**Exercise**
Starting at the line that holds "of the heart-shaped" and stopping at the line that holds "the green strawberry", restate the records below word for word, with both of those lines included.

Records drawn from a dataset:
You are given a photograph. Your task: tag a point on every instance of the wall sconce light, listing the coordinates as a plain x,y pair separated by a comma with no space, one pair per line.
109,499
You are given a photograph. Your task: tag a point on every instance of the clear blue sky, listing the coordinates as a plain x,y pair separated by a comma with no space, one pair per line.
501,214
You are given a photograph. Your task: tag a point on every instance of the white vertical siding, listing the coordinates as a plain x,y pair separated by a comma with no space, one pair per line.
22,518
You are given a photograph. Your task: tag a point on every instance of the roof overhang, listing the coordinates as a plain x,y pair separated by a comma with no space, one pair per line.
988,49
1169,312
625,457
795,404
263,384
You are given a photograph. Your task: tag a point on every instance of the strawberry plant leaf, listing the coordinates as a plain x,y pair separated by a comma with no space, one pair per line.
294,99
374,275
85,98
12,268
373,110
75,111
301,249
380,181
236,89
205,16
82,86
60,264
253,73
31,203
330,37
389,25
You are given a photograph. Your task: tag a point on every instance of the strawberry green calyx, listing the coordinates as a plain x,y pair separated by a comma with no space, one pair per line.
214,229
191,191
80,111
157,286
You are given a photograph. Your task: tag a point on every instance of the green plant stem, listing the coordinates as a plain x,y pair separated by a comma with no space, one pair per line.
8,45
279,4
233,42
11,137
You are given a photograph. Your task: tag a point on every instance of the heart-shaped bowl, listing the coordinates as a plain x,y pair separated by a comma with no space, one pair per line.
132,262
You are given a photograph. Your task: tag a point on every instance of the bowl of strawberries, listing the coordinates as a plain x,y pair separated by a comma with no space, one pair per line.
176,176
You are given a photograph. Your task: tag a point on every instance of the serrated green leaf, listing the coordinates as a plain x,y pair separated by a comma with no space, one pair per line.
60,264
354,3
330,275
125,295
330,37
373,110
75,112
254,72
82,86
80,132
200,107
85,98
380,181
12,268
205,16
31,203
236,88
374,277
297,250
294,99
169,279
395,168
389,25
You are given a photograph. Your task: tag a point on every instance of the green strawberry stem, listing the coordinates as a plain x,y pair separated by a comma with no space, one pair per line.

* * *

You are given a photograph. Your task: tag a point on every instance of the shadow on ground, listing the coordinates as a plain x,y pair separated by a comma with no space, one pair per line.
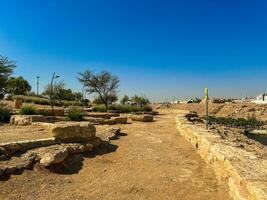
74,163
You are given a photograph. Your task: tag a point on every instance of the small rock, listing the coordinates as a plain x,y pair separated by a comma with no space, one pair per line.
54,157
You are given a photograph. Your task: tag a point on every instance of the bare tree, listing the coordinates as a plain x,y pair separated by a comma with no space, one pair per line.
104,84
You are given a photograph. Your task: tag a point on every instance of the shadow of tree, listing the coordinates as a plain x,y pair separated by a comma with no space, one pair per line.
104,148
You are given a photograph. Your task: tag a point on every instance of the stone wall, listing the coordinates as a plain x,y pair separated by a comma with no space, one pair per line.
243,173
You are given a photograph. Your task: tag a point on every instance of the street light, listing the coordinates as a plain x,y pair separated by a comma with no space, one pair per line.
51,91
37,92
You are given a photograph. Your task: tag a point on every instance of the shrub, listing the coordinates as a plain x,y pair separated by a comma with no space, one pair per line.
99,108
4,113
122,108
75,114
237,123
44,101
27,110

* * *

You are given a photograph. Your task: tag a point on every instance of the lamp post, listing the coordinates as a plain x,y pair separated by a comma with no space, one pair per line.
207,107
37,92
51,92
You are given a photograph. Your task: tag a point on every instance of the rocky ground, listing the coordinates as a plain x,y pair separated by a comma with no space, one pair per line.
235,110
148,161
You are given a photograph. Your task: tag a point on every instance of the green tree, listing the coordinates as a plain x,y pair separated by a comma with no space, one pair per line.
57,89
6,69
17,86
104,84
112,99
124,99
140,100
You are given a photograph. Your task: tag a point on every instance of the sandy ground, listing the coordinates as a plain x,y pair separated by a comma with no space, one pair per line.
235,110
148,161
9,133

**Output below**
You are given a photograph. Your task: tag a point on every instance of the heart-shaped bowl, listing the coordinates as a plain x,y pair separated by a comma with no space, one pair per line.
132,262
You are given a photograph. Your task: tag a point on every instance of the bowl of strawberries, listing the coordinates as a plain x,y pair separated by a comma with no space, one pair per line.
176,176
You are given a photograph. Your task: tag a point on every instance of the serrated green leaf, listing the coordinates as a plain x,y pair separated by a comma with no space, one pair per line.
60,264
354,3
330,275
125,295
330,37
373,110
75,112
254,72
82,86
80,132
200,107
85,98
380,181
12,268
205,16
31,203
236,88
374,277
297,250
294,99
169,279
395,168
389,25
You are given a photograph. Your task: tag a point on every instance of the green strawberry stem, listing the coordinates as a plain x,y pair separated by a comma with no space, one pair per line.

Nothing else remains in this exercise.